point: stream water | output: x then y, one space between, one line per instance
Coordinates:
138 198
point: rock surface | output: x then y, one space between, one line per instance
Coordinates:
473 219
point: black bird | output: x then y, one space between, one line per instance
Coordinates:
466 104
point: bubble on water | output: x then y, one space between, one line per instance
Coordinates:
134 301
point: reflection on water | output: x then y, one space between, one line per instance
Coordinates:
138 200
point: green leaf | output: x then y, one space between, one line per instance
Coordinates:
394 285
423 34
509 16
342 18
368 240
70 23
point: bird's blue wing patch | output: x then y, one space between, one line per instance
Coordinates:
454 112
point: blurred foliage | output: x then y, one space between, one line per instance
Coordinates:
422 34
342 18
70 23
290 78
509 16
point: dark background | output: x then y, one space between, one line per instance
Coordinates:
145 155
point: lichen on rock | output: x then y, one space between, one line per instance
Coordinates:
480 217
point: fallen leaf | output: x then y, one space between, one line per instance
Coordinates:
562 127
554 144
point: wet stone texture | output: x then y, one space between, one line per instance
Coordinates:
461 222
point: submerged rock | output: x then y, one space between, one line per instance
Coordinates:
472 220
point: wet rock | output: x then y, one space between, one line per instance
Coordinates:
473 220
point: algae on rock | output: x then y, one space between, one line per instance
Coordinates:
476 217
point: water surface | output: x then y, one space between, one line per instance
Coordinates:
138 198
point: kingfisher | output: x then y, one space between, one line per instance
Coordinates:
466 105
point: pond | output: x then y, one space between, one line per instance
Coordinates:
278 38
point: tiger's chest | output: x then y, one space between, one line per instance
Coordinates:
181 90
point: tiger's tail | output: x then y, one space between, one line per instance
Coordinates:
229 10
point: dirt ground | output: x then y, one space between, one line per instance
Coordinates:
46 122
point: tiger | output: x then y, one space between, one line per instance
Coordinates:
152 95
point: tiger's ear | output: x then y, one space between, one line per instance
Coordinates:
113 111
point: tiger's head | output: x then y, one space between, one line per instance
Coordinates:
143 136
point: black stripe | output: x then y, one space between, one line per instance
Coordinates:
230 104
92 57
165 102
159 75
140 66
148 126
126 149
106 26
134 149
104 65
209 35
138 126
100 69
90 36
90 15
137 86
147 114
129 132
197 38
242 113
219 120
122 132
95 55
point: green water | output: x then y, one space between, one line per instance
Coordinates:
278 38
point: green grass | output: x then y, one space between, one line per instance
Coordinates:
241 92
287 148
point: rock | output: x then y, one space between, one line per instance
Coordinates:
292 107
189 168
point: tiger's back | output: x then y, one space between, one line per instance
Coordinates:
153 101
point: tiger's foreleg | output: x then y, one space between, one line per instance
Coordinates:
********************
> [What needs to be done]:
Rewrite every line from the one containing "point: dirt ground" through the end of the items as a JSON list of strings, one string per line and no blank lines.

> [Expected answer]:
[
  "point: dirt ground | output: x then y, one space between, one line per instance",
  "Coordinates:",
  "46 122",
  "point: tiger | output: x then y, one space between, one line per instance",
  "Coordinates:",
  "152 95",
  "point: tiger's ear | output: x then y, one space between, one line per instance",
  "Coordinates:",
  "113 111",
  "point: tiger's head | output: x then y, one space between, one line per instance",
  "Coordinates:",
  "143 136",
  "point: black stripe | output: x then y, one space between, one line per instance",
  "Coordinates:",
  "230 104",
  "92 57",
  "165 102",
  "159 75",
  "140 66",
  "148 126",
  "126 149",
  "106 26",
  "134 149",
  "104 65",
  "209 35",
  "138 126",
  "100 69",
  "90 36",
  "90 15",
  "137 86",
  "147 114",
  "129 132",
  "197 38",
  "242 113",
  "219 120",
  "122 132",
  "95 55",
  "point: green water | output: x then y, one space between, one line per instance",
  "Coordinates:",
  "278 38",
  "point: green grass | output: x then y, one space between, one line per instance",
  "Coordinates:",
  "241 92",
  "287 148",
  "point: rock | output: x then y, one space between, one line per instance",
  "Coordinates:",
  "292 107",
  "189 168",
  "point: tiger's back | output: x then y, one space between, one line per instance",
  "Coordinates:",
  "153 101",
  "point: tiger's foreleg | output: x then y, one space between, one line per instance",
  "Coordinates:"
]